— start of Text segment —
600
   

NeoPets Riddles (Lenny Conundrums) and Answers Here

 
 
amusicluffer
 
  1  
Reply Wed 18 Nov, 2009 03:12 pm
I will be MIA for about 2 hours this afternoon... I hope I can still get on and submit in time! :O
Cross your fingers for me! Smile
0 Replies
 
willzi8
 
  1  
Reply Wed 18 Nov, 2009 03:48 pm

Congratulations! You have guessed correctly in the Lenny Conundrum game (round 333). You have won 691 NP!

Because you were in the first 250 to guess correctly, you also have been awarded a Capn Threelegs Training Sword, and receive a trophy and the Lenny Conundrum avatar!

I got gold Razz
lennyfan
 
  1  
Reply Wed 18 Nov, 2009 04:06 pm
@willzi8,
Nice work - you must have caught it just as it was posted.
— end of Text segment —
— start of Material shown —
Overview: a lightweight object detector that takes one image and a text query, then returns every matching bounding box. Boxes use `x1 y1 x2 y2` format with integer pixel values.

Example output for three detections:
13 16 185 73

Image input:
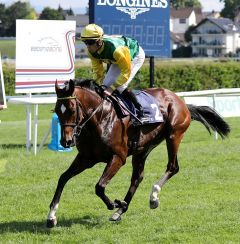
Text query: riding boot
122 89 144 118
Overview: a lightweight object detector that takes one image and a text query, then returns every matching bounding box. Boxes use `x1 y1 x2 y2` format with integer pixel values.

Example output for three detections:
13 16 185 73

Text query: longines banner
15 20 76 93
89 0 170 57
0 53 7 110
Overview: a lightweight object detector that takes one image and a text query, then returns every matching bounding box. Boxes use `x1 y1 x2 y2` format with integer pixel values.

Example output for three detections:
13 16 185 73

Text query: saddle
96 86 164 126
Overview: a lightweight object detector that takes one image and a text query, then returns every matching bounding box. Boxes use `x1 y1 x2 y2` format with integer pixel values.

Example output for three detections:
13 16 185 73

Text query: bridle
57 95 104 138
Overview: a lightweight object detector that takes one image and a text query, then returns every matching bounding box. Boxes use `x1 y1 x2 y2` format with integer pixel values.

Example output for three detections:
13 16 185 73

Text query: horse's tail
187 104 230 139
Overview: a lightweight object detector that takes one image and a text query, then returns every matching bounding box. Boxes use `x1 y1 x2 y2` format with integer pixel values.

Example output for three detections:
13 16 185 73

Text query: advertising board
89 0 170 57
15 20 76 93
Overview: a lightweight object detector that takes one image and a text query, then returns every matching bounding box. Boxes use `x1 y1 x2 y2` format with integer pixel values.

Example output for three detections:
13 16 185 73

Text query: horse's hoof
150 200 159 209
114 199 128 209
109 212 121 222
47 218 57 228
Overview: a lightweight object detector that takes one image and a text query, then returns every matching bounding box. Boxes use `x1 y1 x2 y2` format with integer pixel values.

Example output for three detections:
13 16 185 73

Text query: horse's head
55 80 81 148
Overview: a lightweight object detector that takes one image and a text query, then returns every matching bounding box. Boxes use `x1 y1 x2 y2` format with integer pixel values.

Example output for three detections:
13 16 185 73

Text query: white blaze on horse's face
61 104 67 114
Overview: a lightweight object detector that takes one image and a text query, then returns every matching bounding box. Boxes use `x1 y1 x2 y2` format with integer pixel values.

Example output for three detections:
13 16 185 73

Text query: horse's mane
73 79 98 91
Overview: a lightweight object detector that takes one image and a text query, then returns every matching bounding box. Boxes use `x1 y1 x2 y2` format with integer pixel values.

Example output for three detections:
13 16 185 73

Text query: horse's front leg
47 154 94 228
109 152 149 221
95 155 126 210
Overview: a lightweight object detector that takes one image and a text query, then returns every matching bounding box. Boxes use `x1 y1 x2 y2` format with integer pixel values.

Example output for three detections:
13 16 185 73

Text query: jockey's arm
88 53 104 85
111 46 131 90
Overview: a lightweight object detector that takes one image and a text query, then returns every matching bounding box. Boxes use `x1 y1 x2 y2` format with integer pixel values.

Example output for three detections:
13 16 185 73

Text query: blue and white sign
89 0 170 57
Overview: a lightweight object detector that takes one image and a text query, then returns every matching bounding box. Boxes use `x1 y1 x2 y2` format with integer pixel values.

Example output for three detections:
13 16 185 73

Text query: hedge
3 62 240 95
— end of Material shown —
● Requests:
1. In the forum thread about Lenny Conundrums, how many NP did willzi8 win for guessing correctly in round 333?
2. Write a continuation of the Lenny Conundrum forum thread, picking up after its final post.

● The answers:
1. 691 NP

2.
willzi8
 
  1  
Reply Wed 18 Nov, 2009 04:09 pm
@lennyfan,
Yeah, I got it within the first 10 minutes Smile
0 Replies
 
willzi8
 
  1  
Reply Wed 18 Nov, 2009 04:10 pm
NEW LC OUT 30 seconds ago!

A Chomby was walking down a path one day when Jhudora appeared in front of it. "Solve this puzzle, and you may pass," she said.

Suppose you have two identical circles that overlap such that the center point of one circle is on the edge of the other circle. If the overlapping area is exactly 20000 square centimetres, what is the radius of the circles? Please round to the nearest whole centimetre, and please submit only a number as your answer
Waunted
 
  1  
Reply Wed 18 Nov, 2009 04:13 pm
@willzi8,
Ew, this one's hard. Good thing I got the avatar today. Smile
0 Replies
 
willzi8
 
  1  
Reply Wed 18 Nov, 2009 04:16 pm
@willzi8,
A hint, think of the circle segments Wink
Kutusita
 
  1  
Reply Wed 18 Nov, 2009 04:16 pm
I tried to do it, but the math is beyond me.

Good luck, everyone!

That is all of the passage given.